Estratto della pagina:
Nei musei spieghiamo sempre ai bambini che

non si urla;

non si corre;

non si toccano i quadri o le opere;

non si da fastidio alle persone intorno.

Piccole regole, essenziali per la convivenza pacifica e per il rispetto della cultura.

Ma nei Musei cerchiamo sempre di:

  • raccontare in maniera interessante e non intellettualistica i quadri perché anche i più piccoli possano guardarli senza annoiarsi ma anzi con curiosità;
  • ascoltare quello che hanno da dire i bambini su quello che vedono.
Questa opera di Lucio Fontana che si chiama “Concetto Spaziale. La fine di Dio”  è stata raccontata in 4 modi diversi a seconda di come la guardavamo secondo distanza prospettica e sentimento. Per Frollina era prima un prato rosso da cui spuntavano, rompendolo, fiori bianchi e poi – in distanza – un uovo di dinosauro da cui stava uscendo il piccolino.
Possiamo darle torto?
Non è anche questo un modo per guardare all’arte dall’alto dei propri 5 anni?

Dati dell'esercizio:
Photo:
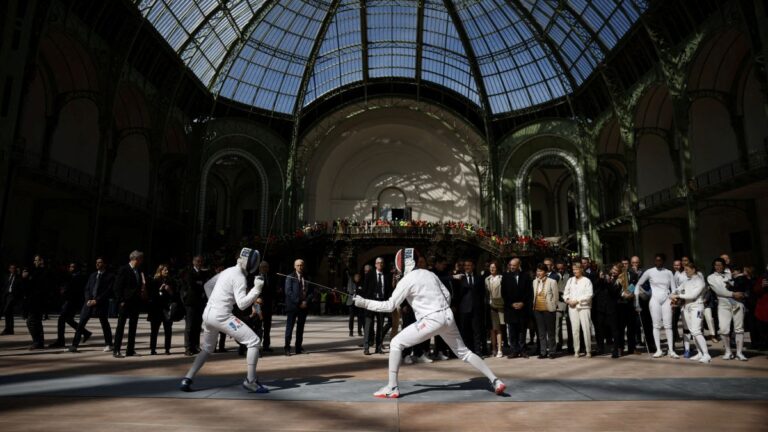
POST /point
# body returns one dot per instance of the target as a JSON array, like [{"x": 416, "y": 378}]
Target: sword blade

--

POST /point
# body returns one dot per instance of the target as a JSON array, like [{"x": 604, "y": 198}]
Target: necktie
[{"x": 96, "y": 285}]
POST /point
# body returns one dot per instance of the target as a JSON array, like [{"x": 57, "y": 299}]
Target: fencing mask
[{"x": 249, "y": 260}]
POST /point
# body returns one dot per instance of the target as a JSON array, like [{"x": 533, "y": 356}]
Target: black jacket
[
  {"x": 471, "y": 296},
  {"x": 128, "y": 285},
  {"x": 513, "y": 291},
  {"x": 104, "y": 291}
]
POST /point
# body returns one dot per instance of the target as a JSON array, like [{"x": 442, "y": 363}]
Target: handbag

...

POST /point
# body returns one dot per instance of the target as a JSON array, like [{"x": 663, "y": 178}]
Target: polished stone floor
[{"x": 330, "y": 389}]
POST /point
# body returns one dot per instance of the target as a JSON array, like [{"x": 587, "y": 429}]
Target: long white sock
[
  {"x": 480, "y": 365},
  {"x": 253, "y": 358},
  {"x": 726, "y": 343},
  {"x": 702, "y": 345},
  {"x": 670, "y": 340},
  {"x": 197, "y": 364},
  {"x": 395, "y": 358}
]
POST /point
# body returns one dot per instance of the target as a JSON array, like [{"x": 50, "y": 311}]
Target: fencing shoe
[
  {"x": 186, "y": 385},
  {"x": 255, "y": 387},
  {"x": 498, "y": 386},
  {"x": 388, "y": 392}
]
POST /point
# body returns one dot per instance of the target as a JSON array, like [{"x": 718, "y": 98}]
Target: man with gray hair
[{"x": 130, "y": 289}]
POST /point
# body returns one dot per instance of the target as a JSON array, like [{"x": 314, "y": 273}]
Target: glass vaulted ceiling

Consegne:
1) Riporta ogni riga dei record in cui compare la stringa "body", distinguendo tra maiuscole e minuscole.
2) Prosegui il testo sui bambini nei musei a partire dalla sua ultima frase.
Il testo e i record non hanno alcun legame tra loro.

Risposte in ordine:
1)
# body returns one dot per instance of the target as a JSON array, like [{"x": 416, "y": 378}]
# body returns one dot per instance of the target as a JSON array, like [{"x": 604, "y": 198}]
# body returns one dot per instance of the target as a JSON array, like [{"x": 57, "y": 299}]
# body returns one dot per instance of the target as a JSON array, like [{"x": 533, "y": 356}]
# body returns one dot per instance of the target as a JSON array, like [{"x": 442, "y": 363}]
# body returns one dot per instance of the target as a JSON array, like [{"x": 663, "y": 178}]
# body returns one dot per instance of the target as a JSON array, like [{"x": 587, "y": 429}]
# body returns one dot per instance of the target as a JSON array, like [{"x": 50, "y": 311}]
# body returns one dot per instance of the target as a JSON array, like [{"x": 718, "y": 98}]
# body returns one dot per instance of the target as a JSON array, like [{"x": 314, "y": 273}]

2)
Il Mart, proprio perché Museo di arte contemporanea, si presta tantissimo a una visione non convenzionale, di cui i bambini sono maestri. Può diventare un esercizio per noi e per loro. Per noi perché – come dicevamo – ci libera per un pomeriggio dalle sovrastrutture, per loro perché li avvicina all’arte senza il peso dell’intellettuale, facendo spazio alla creatività, unica forma di fruizione in un momento in cui la vita è soprattutto gioco.
Eppure ieri è successo qualcosa che ci ha dato molto fastidio. Ha toccato tutti gli adulti presenti.
Eravamo appena entrati nella prima sala dedicata alla mostra temporanea di  Gino Severini. Eravamo in pochi (era quasi l’ora di pranzo) e abbiamo cominciato subito a cercare il primo quadro da guardare. I bambini erano tranquilli, nessuno di loro urlava o tentava di portarsi a casa qualcosa.
Ci si è immediatamente fatta vicina una delle guardie della Sala per dirci di dire ai bambini di parlare piano e che se volevamo, uno di noi poteva andare con i piccoli al Baby Mart, mentre gli altri guardavano la mostra. Il Baby Mart è uno spazio allestito per giocare, non ci sono quadri ma libri per bambini, come quelli presenti nella nostra biblioteca.
Ci siamo sentiti un po’ aggrediti. Abbiamo risposto gentilmente che ci faceva piacere che i nostri figli guardassero la mostra e che al Baby Mart ci saremmo andati, eventualmente, dopo. Per farli riposare un po’.
Da quel momento non abbiamo potuto muovere più di cinque passi senza che un solerte guardiano non ci seguisse, incalzasse per il rispetto di un rigoroso (ma davvero sostanziale?) silenzio e non ci ripetesse che non ci si avvicina ai quadri ogni volta che i bambini si muovevano (e non nella direzione dei quadri!). Ci siamo sentiti dei terroristi con la bomba pronta ad esplodere.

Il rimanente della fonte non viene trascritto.